[Start of Data excerpts]

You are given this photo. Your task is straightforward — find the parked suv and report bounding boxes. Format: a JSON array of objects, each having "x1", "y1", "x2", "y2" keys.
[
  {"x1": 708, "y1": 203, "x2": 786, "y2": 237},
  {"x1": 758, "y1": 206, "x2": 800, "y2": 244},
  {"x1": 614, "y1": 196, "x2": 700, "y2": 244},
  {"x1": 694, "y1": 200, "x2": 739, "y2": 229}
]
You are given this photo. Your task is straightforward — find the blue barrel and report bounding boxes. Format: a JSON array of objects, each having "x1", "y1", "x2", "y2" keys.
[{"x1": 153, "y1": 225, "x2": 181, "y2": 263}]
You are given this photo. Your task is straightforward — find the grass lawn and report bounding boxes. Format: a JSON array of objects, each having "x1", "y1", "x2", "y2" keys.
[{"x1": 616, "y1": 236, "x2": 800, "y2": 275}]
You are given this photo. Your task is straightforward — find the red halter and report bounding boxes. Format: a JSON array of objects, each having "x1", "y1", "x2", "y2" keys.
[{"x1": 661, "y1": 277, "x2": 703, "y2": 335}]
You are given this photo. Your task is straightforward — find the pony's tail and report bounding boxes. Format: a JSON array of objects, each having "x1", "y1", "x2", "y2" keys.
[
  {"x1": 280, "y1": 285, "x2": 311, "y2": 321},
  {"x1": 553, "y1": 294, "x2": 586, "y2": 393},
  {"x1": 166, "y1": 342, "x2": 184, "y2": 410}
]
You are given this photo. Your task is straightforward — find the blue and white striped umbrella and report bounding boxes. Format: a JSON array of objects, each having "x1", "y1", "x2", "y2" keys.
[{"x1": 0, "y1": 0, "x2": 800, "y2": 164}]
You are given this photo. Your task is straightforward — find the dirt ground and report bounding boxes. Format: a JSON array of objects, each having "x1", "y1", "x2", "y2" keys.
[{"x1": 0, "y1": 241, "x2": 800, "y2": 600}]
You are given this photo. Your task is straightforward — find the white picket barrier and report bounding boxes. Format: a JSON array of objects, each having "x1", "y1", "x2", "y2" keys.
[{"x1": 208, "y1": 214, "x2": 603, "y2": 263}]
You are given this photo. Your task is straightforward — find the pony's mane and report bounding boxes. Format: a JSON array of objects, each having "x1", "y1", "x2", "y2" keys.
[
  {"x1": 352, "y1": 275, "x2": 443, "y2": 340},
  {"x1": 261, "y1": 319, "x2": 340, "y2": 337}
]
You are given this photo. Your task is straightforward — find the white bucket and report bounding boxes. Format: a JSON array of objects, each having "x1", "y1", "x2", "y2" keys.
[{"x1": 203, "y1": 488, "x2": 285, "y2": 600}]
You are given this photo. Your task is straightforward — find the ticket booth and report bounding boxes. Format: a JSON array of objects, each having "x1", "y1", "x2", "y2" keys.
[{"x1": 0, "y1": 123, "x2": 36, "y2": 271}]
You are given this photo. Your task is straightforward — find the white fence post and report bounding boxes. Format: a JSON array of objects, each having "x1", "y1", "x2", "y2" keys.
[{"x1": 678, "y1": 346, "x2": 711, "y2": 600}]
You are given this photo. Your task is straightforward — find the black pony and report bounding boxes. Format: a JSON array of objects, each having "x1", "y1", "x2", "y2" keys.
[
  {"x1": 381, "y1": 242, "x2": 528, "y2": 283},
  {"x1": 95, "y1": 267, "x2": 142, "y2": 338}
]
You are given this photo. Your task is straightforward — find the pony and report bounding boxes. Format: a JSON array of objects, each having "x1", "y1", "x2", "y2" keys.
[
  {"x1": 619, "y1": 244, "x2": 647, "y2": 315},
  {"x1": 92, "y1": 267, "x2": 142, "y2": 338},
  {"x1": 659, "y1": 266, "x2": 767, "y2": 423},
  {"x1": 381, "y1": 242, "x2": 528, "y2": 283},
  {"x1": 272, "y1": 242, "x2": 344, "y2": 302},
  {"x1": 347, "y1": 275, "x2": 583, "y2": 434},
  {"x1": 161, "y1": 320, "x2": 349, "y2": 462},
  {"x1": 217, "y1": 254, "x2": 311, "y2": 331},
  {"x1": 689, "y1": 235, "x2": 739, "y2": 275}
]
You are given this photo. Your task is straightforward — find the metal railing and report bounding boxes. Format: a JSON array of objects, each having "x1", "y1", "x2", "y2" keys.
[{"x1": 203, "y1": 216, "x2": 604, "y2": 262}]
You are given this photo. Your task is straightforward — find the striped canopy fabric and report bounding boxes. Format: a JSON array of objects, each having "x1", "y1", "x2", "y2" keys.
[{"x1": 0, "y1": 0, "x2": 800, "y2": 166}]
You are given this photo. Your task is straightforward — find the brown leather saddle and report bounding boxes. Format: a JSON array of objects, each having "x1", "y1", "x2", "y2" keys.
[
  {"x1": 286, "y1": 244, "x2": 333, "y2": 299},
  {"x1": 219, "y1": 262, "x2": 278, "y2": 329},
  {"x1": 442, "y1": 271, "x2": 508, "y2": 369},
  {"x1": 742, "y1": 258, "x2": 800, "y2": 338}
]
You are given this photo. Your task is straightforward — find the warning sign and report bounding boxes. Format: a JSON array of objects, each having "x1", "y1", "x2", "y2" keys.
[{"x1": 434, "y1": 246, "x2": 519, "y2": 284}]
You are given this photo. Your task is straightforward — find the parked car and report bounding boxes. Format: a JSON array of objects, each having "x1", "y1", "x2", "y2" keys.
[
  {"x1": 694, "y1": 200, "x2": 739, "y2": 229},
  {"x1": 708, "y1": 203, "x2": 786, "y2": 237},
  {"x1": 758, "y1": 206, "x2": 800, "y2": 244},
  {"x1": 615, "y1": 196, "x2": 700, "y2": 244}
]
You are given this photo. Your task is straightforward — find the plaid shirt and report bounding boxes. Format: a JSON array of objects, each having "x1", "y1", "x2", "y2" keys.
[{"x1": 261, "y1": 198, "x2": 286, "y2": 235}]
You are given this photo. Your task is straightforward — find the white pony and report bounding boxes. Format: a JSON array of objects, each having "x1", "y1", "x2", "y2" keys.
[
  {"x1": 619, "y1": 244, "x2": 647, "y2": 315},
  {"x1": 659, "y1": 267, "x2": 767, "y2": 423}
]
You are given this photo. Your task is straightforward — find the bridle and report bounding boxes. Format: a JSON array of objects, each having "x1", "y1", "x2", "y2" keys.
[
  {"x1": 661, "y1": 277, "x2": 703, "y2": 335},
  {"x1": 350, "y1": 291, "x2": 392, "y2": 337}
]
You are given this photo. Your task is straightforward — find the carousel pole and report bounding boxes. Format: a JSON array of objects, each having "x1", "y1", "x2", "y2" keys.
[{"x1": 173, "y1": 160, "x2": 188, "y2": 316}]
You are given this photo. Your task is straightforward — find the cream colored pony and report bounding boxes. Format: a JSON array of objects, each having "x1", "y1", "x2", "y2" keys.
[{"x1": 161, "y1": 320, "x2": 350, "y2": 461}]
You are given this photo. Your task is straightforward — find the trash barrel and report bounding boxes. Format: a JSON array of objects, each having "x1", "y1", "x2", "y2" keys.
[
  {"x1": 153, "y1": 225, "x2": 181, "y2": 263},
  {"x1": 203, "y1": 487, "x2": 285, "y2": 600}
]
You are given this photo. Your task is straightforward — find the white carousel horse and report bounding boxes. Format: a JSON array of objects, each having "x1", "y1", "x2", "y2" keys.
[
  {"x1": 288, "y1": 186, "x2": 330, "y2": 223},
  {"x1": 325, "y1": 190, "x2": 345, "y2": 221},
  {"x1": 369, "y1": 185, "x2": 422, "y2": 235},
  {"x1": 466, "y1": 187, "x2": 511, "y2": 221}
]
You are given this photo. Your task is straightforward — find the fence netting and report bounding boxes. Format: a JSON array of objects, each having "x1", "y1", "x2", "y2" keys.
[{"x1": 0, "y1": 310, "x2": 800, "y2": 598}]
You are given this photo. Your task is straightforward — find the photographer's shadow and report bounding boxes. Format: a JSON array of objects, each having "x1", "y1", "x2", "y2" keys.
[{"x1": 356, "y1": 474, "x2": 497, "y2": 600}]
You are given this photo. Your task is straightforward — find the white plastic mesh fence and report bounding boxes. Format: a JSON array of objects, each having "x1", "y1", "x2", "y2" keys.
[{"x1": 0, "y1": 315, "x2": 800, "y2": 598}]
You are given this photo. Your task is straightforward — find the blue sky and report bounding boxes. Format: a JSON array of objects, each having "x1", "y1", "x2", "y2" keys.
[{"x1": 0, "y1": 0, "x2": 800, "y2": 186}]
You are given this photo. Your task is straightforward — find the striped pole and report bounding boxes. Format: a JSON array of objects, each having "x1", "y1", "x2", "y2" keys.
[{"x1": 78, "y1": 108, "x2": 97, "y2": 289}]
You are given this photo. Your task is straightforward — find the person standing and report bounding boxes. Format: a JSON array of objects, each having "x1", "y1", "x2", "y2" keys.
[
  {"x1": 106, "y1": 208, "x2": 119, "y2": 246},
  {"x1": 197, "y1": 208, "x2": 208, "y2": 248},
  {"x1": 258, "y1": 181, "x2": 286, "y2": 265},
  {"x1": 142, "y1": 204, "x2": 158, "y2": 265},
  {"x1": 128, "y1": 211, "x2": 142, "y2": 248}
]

[End of Data excerpts]

**Exercise instructions**
Locate every line above that contains the string "barrel" and copy each one in full. Matching is case-sensitive.

**Correct result**
You are given this photo. Your task is straightforward — find the blue barrel and report bounding boxes. Format: a JSON array of objects, each having "x1", "y1", "x2", "y2" keys.
You are given this photo. Your task is straightforward — find the trash barrel and report bounding boxes. Format: a JSON array of objects, each having "x1", "y1", "x2", "y2" keys.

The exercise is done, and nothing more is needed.